== TEXTE SOURCE ==

Le Burundi vient d’avancer d’un pas de géant dans son processus d’ancrage de la démocratie. Les récentes élections de mai 2020 qui ont conduit à un transfert de pouvoir pacifique et démocratique, ont confirmé une stabilité et maturité politique des burundais en général dans la gestion des affaires publiques.
Mais on sait aussi que dans cette démarche de revigorer sa démocratie, le Burundi s’est toujours heurté à des obstacles. Il est évident que les sanctions prises unilatéralement par l’Union européenne et les Etats unis et qui pèsent toujours sur le Burundi, freinent considérablement les efforts entrepris par le gouvernement nouvellement investi il y a à peu près quatre mois. Il y a aussi cette réalité d’une minorité directement liée à l’ancien régime ou tout simplement des opposants radicaux encore influents tant à l’intérieur du pays qu’à l’international.

===

## EXERCICE COURT A
Repérez chaque ligne des entrées où figure le mot « surface » et recopiez-la.
Le texte et les entrées n'ont aucun lien entre eux.

== EXTRAIT DE DONNÉES ==

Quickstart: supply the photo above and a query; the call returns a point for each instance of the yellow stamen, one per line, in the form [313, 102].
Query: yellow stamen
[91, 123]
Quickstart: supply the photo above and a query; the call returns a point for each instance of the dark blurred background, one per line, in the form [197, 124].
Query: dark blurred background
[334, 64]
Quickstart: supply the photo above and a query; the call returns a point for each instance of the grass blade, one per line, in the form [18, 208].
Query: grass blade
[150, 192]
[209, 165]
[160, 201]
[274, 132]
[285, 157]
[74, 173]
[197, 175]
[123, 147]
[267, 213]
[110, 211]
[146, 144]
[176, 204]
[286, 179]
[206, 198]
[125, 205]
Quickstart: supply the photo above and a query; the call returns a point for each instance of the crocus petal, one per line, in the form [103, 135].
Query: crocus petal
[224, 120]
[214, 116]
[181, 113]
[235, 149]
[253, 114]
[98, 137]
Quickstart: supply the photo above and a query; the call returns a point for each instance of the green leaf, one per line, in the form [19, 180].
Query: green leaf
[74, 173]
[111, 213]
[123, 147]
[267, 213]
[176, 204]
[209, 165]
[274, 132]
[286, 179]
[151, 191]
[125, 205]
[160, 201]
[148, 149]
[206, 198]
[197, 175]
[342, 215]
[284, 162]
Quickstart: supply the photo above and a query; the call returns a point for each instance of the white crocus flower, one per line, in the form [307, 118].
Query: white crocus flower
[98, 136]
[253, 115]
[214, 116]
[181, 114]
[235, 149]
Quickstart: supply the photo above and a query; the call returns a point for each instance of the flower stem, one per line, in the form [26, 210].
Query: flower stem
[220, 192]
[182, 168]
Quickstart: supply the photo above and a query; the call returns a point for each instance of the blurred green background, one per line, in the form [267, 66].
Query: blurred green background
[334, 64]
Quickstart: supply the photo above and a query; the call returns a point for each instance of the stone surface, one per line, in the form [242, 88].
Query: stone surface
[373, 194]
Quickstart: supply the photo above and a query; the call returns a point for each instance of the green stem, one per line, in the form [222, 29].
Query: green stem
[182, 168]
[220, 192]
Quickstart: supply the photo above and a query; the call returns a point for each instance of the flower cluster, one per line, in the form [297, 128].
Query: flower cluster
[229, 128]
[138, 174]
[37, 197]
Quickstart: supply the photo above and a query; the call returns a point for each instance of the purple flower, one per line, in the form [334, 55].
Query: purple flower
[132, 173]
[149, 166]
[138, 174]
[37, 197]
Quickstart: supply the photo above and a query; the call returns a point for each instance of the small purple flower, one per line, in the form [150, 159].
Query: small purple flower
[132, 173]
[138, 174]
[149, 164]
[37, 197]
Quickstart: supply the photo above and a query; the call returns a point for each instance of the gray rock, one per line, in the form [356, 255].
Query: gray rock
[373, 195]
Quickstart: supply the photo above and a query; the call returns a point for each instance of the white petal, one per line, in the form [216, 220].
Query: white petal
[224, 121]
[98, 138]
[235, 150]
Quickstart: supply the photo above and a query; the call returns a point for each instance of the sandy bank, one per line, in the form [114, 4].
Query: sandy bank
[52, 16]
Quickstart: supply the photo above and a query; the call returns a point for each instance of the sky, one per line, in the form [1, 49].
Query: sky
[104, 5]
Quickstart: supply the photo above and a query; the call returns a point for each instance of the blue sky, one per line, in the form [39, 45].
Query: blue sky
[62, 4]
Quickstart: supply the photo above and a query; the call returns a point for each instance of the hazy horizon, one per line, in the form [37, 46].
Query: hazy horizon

===

## EXERCICE COURT B
Reproduisez intégralement le texte sur la démocratie au Burundi.

## SOLUTION RÉDIGÉE A
Quickstart: supply the photo above and a query; the call returns a point for each instance of the stone surface, one per line, in the form [242, 88].
Query: stone surface

## SOLUTION RÉDIGÉE B
Le Burundi vient d’avancer d’un pas de géant dans son processus d’ancrage de la démocratie. Les récentes élections de mai 2020 qui ont conduit à un transfert de pouvoir pacifique et démocratique, ont confirmé une stabilité et maturité politique des burundais en général dans la gestion des affaires publiques.
Mais on sait aussi que dans cette démarche de revigorer sa démocratie, le Burundi s’est toujours heurté à des obstacles. Il est évident que les sanctions prises unilatéralement par l’Union européenne et les Etats unis et qui pèsent toujours sur le Burundi, freinent considérablement les efforts entrepris par le gouvernement nouvellement investi il y a à peu près quatre mois. Il y a aussi cette réalité d’une minorité directement liée à l’ancien régime ou tout simplement des opposants radicaux encore influents tant à l’intérieur du pays qu’à l’international.